[begin SUPPLIED RECORDS]

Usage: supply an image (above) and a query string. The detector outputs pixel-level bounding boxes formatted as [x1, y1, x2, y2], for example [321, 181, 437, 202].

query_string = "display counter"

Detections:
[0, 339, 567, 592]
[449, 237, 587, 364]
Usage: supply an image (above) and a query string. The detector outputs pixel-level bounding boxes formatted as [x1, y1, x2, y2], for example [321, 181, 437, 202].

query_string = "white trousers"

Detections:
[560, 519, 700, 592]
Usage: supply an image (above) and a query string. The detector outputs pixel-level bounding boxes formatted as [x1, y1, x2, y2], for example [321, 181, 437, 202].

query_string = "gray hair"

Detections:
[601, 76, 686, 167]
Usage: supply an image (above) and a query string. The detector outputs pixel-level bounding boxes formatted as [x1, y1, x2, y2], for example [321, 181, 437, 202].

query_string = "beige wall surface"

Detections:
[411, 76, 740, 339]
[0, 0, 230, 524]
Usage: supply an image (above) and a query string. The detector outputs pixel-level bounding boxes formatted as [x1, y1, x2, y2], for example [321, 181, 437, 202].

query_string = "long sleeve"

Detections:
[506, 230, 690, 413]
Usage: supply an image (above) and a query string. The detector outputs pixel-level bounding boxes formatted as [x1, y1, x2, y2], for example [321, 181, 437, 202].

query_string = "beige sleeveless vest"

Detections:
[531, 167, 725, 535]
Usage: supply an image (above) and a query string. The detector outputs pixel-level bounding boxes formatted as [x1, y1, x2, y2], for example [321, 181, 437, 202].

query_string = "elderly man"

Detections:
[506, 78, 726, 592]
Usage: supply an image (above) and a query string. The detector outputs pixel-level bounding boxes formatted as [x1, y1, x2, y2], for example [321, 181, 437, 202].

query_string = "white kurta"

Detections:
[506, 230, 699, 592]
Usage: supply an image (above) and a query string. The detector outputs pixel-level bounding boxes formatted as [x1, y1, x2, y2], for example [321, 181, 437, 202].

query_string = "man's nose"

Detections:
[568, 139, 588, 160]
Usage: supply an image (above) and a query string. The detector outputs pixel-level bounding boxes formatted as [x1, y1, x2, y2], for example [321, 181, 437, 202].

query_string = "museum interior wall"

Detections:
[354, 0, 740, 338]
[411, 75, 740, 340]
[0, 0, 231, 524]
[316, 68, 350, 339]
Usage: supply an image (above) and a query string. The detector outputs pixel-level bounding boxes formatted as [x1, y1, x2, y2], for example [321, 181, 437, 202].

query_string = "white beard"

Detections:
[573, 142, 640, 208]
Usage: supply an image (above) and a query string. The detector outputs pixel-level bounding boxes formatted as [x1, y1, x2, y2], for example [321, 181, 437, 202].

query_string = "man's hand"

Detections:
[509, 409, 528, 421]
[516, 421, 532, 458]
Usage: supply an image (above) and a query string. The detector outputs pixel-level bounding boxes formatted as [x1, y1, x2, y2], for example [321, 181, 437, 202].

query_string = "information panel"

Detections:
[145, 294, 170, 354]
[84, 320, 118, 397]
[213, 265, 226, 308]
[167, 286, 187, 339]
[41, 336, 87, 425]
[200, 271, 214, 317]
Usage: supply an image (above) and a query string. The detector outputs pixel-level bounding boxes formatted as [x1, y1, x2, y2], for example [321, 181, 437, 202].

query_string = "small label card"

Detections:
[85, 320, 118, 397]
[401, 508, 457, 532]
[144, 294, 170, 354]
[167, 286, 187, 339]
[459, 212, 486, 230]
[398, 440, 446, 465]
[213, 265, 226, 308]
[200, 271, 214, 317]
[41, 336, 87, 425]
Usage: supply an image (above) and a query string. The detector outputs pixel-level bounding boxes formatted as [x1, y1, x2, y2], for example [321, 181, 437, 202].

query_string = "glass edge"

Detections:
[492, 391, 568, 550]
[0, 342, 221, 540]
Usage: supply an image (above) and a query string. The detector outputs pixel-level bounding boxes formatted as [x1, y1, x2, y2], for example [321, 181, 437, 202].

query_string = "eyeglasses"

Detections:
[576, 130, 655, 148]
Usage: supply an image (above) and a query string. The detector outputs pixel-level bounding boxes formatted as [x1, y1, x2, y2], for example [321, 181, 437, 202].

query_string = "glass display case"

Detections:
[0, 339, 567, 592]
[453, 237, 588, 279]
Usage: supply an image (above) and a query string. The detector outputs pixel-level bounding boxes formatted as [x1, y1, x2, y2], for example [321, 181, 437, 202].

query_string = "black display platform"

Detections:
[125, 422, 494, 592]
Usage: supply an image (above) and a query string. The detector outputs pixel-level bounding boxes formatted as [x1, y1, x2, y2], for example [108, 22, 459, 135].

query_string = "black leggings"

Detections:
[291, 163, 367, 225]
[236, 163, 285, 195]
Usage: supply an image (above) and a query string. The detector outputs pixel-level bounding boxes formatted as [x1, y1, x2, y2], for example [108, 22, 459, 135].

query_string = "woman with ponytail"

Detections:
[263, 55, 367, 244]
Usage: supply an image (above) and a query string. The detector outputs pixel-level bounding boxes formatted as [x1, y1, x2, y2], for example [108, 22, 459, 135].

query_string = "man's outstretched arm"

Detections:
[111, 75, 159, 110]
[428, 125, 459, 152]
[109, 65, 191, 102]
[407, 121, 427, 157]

[end SUPPLIED RECORDS]

• TASK INSTRUCTIONS: Output the full listing exactly as it stands.

• SOLUTION TO THE PROBLEM:
Usage: supply an image (above) and a query string. The detector outputs pixel-level bounding boxes formatted as [x1, y1, x2, y2], for example [321, 181, 437, 202].

query_string = "display counter"

Detections:
[0, 339, 567, 592]
[449, 237, 587, 364]
Usage: supply an image (above) and a query string. The detector outputs pixel-level bounding boxes formatted as [x1, y1, x2, y2], for example [321, 181, 437, 202].

query_string = "white trousers"

Detections:
[560, 519, 700, 592]
Usage: supply an image (above) and a query string. The detector outputs pixel-level bounding boxes formatted as [x1, y1, x2, y2], for example [321, 181, 437, 202].

query_string = "gray hair"

Detections:
[601, 76, 686, 167]
Usage: supply an image (above) and a query string. The detector outputs pixel-level bounding boxes formatted as [x1, y1, x2, y2], for example [321, 181, 437, 202].

query_string = "beige wall surface"

Detections:
[411, 76, 740, 339]
[0, 0, 230, 524]
Usage: supply an image (above) and a query string. The detector outputs pixel-level bounding boxes formatted as [x1, y1, x2, y2], for example [321, 181, 437, 202].

query_string = "long sleeve"

Detections:
[506, 230, 690, 413]
Usage: supply an image (above) and a query string. The detector outputs pixel-level bounding boxes formatted as [x1, y1, x2, y2], for example [321, 181, 437, 202].

query_string = "beige sleeveless vest"

Detections:
[531, 167, 725, 535]
Usage: supply an image (above) and a query string. The detector outputs pixel-level bounding boxes formatted as [x1, y1, x2, y2], for example [321, 181, 437, 202].

query_string = "elderly man"

Detections:
[506, 78, 726, 592]
Usage: supply an image (above) and a query string. The detector outputs pixel-level bounding boxes formatted as [x1, y1, x2, y2], for example [321, 181, 437, 202].

query_string = "white kurta"

Detections:
[506, 230, 699, 592]
Usage: supply an image (above) and a query string. The detector outputs pixel-level bounding boxes formatted as [x1, y1, x2, y2], for example [321, 181, 437, 202].

query_string = "man's nose"

Detections:
[568, 139, 588, 160]
Usage: supply an image (above) and a query string. The detector outputs pixel-level bounding boxes formatted as [x1, y1, x2, y2], for example [321, 181, 437, 202].

query_string = "museum interior wall"

Detections:
[354, 0, 740, 338]
[411, 75, 740, 340]
[0, 0, 231, 524]
[316, 68, 350, 339]
Usage: supply an image (above) and a query string. The detector outputs pixel-level bounding boxes formatted as [x1, y1, x2, y2], for example [321, 181, 437, 202].

query_string = "white beard"

Detections:
[573, 142, 640, 208]
Usage: supply an image (above) and a query string. The detector outputs pixel-level bounding boxes formatted as [x1, y1, x2, y2], for example [321, 181, 437, 202].

query_string = "man's hand"

Detections:
[509, 409, 528, 421]
[516, 421, 532, 458]
Usage: supply an image (above) and a query string. The detector outputs pixel-level bounding boxes formatted as [x1, y1, x2, y2], for example [321, 181, 437, 202].

query_string = "information panel"

Detections:
[145, 294, 170, 354]
[84, 320, 118, 397]
[213, 265, 226, 308]
[167, 286, 187, 339]
[41, 336, 87, 425]
[200, 271, 214, 317]
Usage: supply an image (above) and a query string. The detector outputs pixel-level bounding boxes formatted as [x1, y1, x2, y2], for example [321, 181, 437, 202].

query_string = "small label card"

Detections:
[85, 320, 118, 397]
[401, 508, 457, 532]
[144, 294, 170, 354]
[167, 286, 187, 339]
[459, 212, 486, 230]
[398, 440, 446, 465]
[213, 265, 226, 308]
[200, 271, 214, 317]
[41, 336, 87, 425]
Usage: supply an image (above) and a query string. The detector outputs pixel-level bounding boxes formatted as [x1, y1, x2, y2], for example [321, 181, 437, 202].

query_string = "glass edge"

Detections:
[492, 391, 568, 550]
[0, 342, 221, 540]
Usage: supply an image (above) and a query string. The detector outputs pixel-level bounding boxes formatted as [x1, y1, x2, y2], for example [321, 181, 437, 202].

query_string = "eyeglasses"

Detections:
[576, 130, 655, 148]
Usage: supply an image (above) and a query string. The detector outputs pixel-level bounding boxes formatted as [x1, y1, x2, y2], for example [321, 181, 437, 202].

query_string = "glass display case"

Detections:
[0, 339, 567, 592]
[453, 237, 588, 279]
Usage: supply an image (above) and a query string. The detector outputs pixel-level bounding boxes formatted as [x1, y1, x2, y2], for example [321, 181, 437, 202].

query_string = "black display platform"

Detections:
[125, 422, 494, 592]
Usage: supply an image (above) and a query string. The detector outputs pixel-level bounding boxes formatted as [x1, y1, x2, y2], for example [108, 22, 459, 135].

query_string = "black leggings"

Detections:
[291, 163, 367, 225]
[236, 163, 285, 195]
Usage: supply an image (above) and a query string. The detector outputs pixel-level bounding boxes formatted as [x1, y1, x2, y2], for example [108, 22, 459, 135].

query_string = "woman with ponytail"

Detections:
[263, 55, 367, 244]
Usage: supply an image (above) and a query string. The detector outputs pixel-level bounding boxes formatted as [x1, y1, x2, y2], for example [108, 22, 459, 135].

query_string = "man's outstretched arm"

Detections:
[111, 75, 159, 110]
[428, 125, 459, 152]
[109, 65, 191, 102]
[407, 121, 427, 157]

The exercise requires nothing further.